*Objective:* Reproduce the entries below, replacing "farthest from its outline" with "farthest from its boundary" throughout and keeping everything else unchanged. Omit the pictures from your answer.

──────── Entries supplied ────────

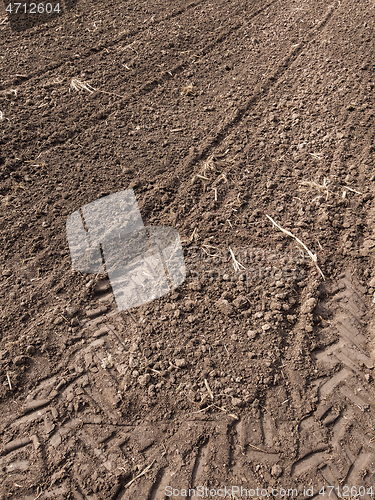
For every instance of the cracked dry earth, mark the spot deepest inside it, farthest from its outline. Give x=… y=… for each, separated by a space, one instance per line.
x=216 y=114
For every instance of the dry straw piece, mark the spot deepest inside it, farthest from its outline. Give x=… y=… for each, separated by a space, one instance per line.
x=312 y=256
x=76 y=84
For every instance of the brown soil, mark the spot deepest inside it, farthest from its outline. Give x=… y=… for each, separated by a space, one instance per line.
x=261 y=377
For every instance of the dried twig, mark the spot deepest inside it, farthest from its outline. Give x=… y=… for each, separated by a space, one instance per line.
x=312 y=256
x=320 y=187
x=140 y=474
x=352 y=190
x=208 y=389
x=79 y=85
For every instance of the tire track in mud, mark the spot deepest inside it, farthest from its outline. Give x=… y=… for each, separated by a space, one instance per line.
x=345 y=396
x=218 y=449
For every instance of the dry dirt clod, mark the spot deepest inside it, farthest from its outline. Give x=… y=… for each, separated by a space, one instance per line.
x=225 y=307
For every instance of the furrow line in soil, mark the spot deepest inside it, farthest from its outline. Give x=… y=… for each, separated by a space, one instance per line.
x=260 y=92
x=71 y=133
x=99 y=48
x=343 y=387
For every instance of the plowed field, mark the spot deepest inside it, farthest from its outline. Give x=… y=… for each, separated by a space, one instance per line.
x=249 y=128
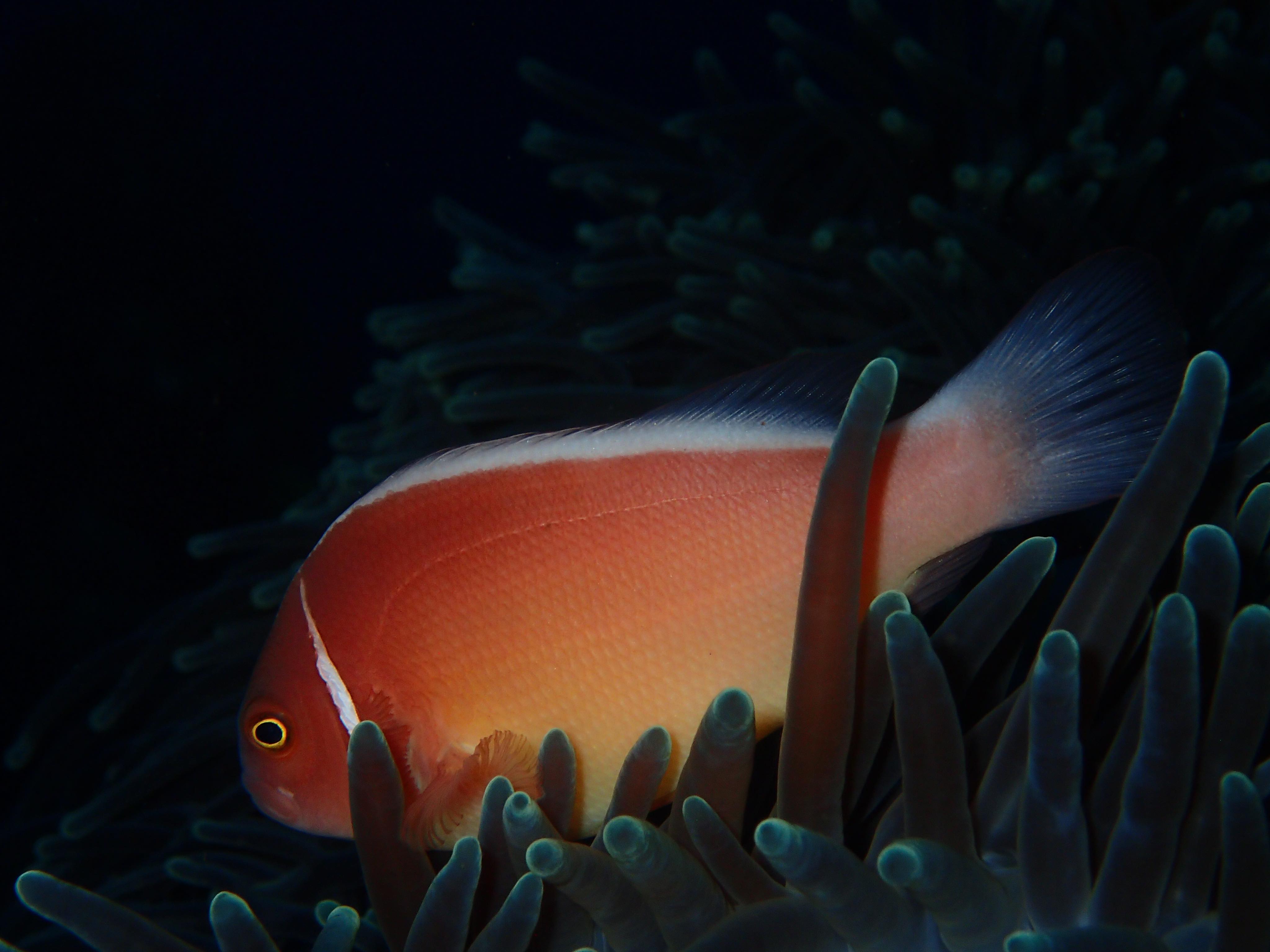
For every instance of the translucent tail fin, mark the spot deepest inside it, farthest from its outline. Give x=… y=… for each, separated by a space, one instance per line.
x=1086 y=376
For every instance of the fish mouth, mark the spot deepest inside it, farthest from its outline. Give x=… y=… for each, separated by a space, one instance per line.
x=275 y=803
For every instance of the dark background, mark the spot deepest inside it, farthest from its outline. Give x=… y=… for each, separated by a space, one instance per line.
x=199 y=206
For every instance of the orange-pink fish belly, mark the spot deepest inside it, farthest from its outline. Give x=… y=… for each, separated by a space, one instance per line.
x=600 y=597
x=597 y=596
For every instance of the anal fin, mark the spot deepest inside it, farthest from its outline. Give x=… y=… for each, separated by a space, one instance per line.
x=449 y=809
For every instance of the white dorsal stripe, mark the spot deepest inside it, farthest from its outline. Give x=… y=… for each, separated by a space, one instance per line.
x=599 y=443
x=327 y=671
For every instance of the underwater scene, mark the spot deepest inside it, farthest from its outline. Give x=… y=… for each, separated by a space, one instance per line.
x=638 y=478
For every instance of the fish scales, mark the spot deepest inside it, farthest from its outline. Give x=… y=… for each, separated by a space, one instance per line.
x=609 y=579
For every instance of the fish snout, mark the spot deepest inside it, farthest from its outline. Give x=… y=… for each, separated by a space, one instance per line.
x=273 y=801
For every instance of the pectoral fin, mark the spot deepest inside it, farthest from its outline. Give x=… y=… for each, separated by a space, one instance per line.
x=449 y=808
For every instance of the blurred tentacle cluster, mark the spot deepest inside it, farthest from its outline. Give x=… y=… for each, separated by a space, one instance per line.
x=907 y=191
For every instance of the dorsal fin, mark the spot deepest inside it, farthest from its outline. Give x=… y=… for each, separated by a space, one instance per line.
x=807 y=390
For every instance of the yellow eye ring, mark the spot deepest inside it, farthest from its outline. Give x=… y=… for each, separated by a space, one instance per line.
x=270 y=733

────────

*Task response:*
For every instance of the cracked dry earth, mark the spot deepest inside it, farthest from its boundary. Give x=… y=… for each, separated by a space, one instance per line.
x=216 y=114
For every instance of the dry straw piece, mark the spot deepest inside it, farthest from its boundary. Give x=… y=… for each, separated by a space, one instance per line.
x=312 y=256
x=76 y=84
For every instance of the brown soil, mark the spot deepest inside it, farthest from its boundary. Give x=… y=… for each, separated by a space, one instance per line.
x=261 y=377
For every instance of the dried twig, mark the spot deepest inside it, farthest from its boundary. Give x=… y=… for each, separated by a space, one instance per line.
x=312 y=256
x=320 y=187
x=140 y=474
x=352 y=190
x=208 y=389
x=79 y=85
For every instance of the tire track in mud, mark the spot deepest inside it, farthest from its boundary. Give x=… y=… for each, separated by a space, one instance per line.
x=345 y=396
x=218 y=449
For every instance of the dry dirt clod, mark the spot deepest inside it, farthest from its boundary. Give x=… y=… for each, separated by a space, one instance per line.
x=225 y=307
For every instance of the furrow line in soil, mark the spot deepest inside it, farthest from its boundary. Give x=… y=… for each, separated by a space, one instance per line.
x=260 y=92
x=71 y=133
x=99 y=48
x=343 y=387
For every instance of the plowed field, mark the spot deepest inside it, farthest from its boundary. Give x=… y=… for each, separated by a space, one instance per line.
x=249 y=128
For every instance of the translucent tail fin, mark the spot deepest inside it, farthest from its boundary. Give x=… y=… for each, separated by a space, one instance per line.
x=1086 y=376
For every instance of the fish mouth, mark the spot deepest inside it, farthest from its boundary. Give x=… y=… for each, separated by a space, one instance per line.
x=275 y=803
For every instance of the dark background, mark the spot deepest inside it, farthest from its boundary. Give x=… y=… for each, separated by a space, one instance per line.
x=199 y=206
For every instance of the orange-pink fish belly, mark the spot deepest inside it, farthest from its boundary. Give x=… y=… for each, separated by a space, one instance per line.
x=600 y=597
x=597 y=596
For every instance of the anal fin, mark the spot deepest inside it, farthest from its boundary. Give x=… y=… for each, separated by a space, one instance per line.
x=449 y=809
For every instance of the white dorsal stripe, mark the spot deepest inside it, farthest from its boundary. Give x=… y=… for each, separated by a space, one instance per line.
x=599 y=443
x=327 y=671
For every instance of the underwater scene, mark the spot deepest inside it, farthest from its boundary. Give x=… y=… for each, separated by a space, one instance per line.
x=638 y=478
For every instance of the fish scales, mark the spot deepest inside it, farthest from its boundary. Give x=… y=… for each, separated by a space, one instance per line.
x=609 y=579
For every instance of the fish snout, mark the spot deepest inside it, farthest from its boundary. Give x=… y=… for each, separated by a space, one instance per line.
x=273 y=801
For every instance of the pectoral fin, mark the spot deepest inside it, farthest from its boundary. Give x=… y=… for each, separated by a space, one instance per line.
x=449 y=808
For every instance of the blurred tentacle cluster, mark the spot deepest inside it, farthest from its boundary. Give x=… y=… for each, separated by a space, one instance per line.
x=907 y=191
For every instance of the dorsal fin, mark the spot deepest inside it, farthest from its boundary. Give x=… y=… for each, separated by a space, one instance per line.
x=807 y=390
For every instance of the yellow eye ring, mark the spot deepest inside it, farthest from its boundary. Give x=… y=… for each, separated by a space, one instance per line.
x=270 y=733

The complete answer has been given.